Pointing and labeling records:
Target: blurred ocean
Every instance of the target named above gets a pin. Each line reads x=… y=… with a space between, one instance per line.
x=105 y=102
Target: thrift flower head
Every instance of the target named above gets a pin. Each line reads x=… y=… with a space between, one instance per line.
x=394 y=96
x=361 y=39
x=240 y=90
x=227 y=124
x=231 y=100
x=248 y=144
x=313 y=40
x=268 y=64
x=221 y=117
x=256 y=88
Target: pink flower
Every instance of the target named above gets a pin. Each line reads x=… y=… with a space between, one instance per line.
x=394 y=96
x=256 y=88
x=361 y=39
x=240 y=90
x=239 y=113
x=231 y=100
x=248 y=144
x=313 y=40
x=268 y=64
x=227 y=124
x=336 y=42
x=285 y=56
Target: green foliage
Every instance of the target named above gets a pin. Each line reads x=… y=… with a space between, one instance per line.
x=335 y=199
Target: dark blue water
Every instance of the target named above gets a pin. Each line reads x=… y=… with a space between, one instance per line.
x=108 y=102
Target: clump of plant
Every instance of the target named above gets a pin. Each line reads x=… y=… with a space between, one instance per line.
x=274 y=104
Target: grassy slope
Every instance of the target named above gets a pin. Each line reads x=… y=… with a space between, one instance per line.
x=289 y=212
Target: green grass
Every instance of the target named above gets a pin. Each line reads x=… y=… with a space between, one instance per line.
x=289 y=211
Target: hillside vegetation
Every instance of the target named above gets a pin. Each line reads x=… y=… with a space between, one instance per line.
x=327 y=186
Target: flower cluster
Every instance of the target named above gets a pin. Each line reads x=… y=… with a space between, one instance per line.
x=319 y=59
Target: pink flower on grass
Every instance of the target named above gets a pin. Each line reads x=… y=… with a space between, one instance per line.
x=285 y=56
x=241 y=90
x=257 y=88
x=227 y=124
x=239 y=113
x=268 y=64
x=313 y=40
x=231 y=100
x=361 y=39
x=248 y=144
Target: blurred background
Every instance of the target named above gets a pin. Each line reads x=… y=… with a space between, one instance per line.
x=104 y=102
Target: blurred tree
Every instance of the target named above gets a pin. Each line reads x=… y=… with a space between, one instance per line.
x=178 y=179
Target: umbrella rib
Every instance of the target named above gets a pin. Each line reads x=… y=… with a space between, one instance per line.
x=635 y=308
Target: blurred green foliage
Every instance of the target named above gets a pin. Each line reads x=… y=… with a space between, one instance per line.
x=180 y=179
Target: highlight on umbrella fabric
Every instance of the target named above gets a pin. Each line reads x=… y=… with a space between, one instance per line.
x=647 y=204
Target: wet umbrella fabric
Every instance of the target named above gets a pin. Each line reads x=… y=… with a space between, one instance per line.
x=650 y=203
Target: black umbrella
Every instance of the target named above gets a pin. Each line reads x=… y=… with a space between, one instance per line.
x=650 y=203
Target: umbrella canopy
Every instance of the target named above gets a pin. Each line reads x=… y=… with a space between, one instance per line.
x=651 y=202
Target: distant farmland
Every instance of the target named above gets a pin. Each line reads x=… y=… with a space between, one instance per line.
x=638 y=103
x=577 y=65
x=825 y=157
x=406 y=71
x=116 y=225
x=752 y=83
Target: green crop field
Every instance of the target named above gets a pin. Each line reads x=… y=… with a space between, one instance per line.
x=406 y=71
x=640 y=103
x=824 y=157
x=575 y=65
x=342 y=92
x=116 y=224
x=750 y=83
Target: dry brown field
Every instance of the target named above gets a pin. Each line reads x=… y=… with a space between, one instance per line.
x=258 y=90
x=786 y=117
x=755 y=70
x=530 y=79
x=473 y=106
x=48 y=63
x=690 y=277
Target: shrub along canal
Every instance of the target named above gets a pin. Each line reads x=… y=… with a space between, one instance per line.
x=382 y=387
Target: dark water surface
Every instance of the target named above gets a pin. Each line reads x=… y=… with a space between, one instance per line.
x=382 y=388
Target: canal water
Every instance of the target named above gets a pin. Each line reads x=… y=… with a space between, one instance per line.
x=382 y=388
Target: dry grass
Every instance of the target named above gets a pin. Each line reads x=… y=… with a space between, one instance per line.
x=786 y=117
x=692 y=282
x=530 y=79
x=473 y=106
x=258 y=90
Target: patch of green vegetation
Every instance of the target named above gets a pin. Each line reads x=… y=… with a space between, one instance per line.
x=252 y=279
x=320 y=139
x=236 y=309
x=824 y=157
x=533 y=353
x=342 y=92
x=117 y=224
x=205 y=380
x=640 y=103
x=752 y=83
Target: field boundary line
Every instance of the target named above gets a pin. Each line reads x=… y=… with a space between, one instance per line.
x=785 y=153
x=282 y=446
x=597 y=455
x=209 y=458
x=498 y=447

→ **What you should do**
Reproduce every one of the records above line for line, changing nothing.

→ **Exercise result**
Target: blurred ocean
Every instance of the target named above gets a pin. Each line reads x=… y=… with a space between, one instance per line.
x=105 y=102
Target: thrift flower head
Every instance of the target named above gets a pin. Each line reads x=… y=… with a space between, one instance per line.
x=394 y=96
x=361 y=39
x=240 y=90
x=227 y=124
x=231 y=100
x=248 y=144
x=313 y=40
x=268 y=64
x=221 y=117
x=256 y=88
Target: pink flower
Every instance of the target named above gets a pin. Each line reads x=… y=… with a space between, one instance per line.
x=394 y=96
x=256 y=88
x=361 y=39
x=240 y=90
x=239 y=113
x=231 y=100
x=248 y=144
x=313 y=40
x=268 y=64
x=227 y=124
x=336 y=42
x=285 y=56
Target: green foliage
Every instance of the target named above gets a pin. Each line reads x=… y=… with a space between, one instance per line.
x=335 y=199
Target: dark blue water
Every instance of the target named above gets a pin. Each line reads x=… y=… with a space between, one instance per line.
x=108 y=102
Target: clump of plant
Every instance of the target named above gets a pin. Each line reads x=… y=… with a space between, one instance per line.
x=274 y=104
Target: grassy slope
Every instance of the target named above gets a pin. Each line reads x=… y=… with a space between, one instance per line.
x=289 y=212
Target: green grass
Every instance of the target named above gets a pin. Each line reads x=… y=… with a space between, one instance per line.
x=289 y=211
Target: hillside vegetation
Every instance of the target named above gets a pin. Each line reads x=… y=… with a space between, one instance per line.
x=327 y=186
Target: flower cluster
Every instance of the target named above gets a pin. Each line reads x=… y=… with a space between, one instance per line.
x=319 y=59
Target: pink flower on grass
Every instance of the target named above gets a pin. Each line reads x=… y=… with a space between, one instance per line.
x=285 y=56
x=241 y=90
x=257 y=88
x=227 y=124
x=239 y=113
x=268 y=64
x=313 y=40
x=231 y=100
x=361 y=39
x=248 y=144
Target: blurred background
Every instance of the target named above gets a pin. Each line reads x=… y=… with a space between, one instance per line.
x=104 y=102
Target: blurred tree
Every instance of the target named above gets a pin. Each line reads x=… y=… with a space between, one instance per line.
x=178 y=179
Target: umbrella rib
Every instance of the target named above gets a pin. Each line reads x=… y=… with a space between, one instance per line.
x=635 y=308
Target: blurred green foliage
Every instance of the target named above gets a pin. Each line reads x=… y=… with a space between, one instance per line.
x=180 y=179
Target: highlight on umbrella fabric
Every instance of the target named above gets a pin. Each line reads x=… y=… with a space between, one instance per line.
x=647 y=204
Target: wet umbrella fabric
Every instance of the target named above gets a pin. Each line reads x=… y=… with a space between, one instance per line.
x=650 y=203
Target: black umbrella
Every instance of the target named above gets a pin. Each line reads x=… y=… with a space between, one instance per line.
x=650 y=203
Target: umbrella canopy
Every instance of the target named above gets a pin. Each line reads x=… y=… with a space between, one instance per line.
x=651 y=202
Target: distant farmland
Every instance of the target named above gets a pin. Each line reads x=… y=… with a space between, one instance per line.
x=638 y=103
x=577 y=65
x=825 y=157
x=406 y=71
x=116 y=225
x=752 y=83
Target: green crop field
Every instance of the target named above gets a pin. Each line reads x=… y=… with a space between, one instance per line.
x=406 y=71
x=640 y=103
x=824 y=157
x=575 y=65
x=342 y=92
x=116 y=224
x=750 y=83
Target: dry brown field
Every instance of the target named above gets a pin. Each line reads x=… y=… with a space between, one instance per line.
x=258 y=90
x=786 y=117
x=755 y=70
x=530 y=79
x=473 y=106
x=48 y=63
x=690 y=277
Target: shrub along canal
Every instance of the target named above gets a pin. Each line reads x=… y=… with a space between, one instance per line.
x=382 y=387
Target: dark water surface
Every instance of the target named above gets a pin. Each line reads x=… y=… with a space between, one instance per line.
x=382 y=388
Target: canal water
Every instance of the target named above gets a pin. Each line reads x=… y=… with a space between, one instance per line.
x=382 y=388
Target: dry grass
Every instance of the target named above gets a pin. Each line reads x=… y=… with a space between, one instance per line.
x=786 y=117
x=692 y=282
x=530 y=79
x=473 y=106
x=258 y=90
Target: patch of green vegetation
Every instance of the target named above gets a pin. Each line reads x=… y=… with a space between, one instance per line.
x=252 y=279
x=320 y=139
x=236 y=309
x=824 y=157
x=533 y=353
x=342 y=92
x=117 y=224
x=205 y=380
x=640 y=103
x=752 y=83
Target: field boundary line
Every instance of the target named above gets a pin. Each line reads x=… y=… with a space between, one instance per line.
x=785 y=153
x=282 y=446
x=597 y=455
x=209 y=458
x=498 y=447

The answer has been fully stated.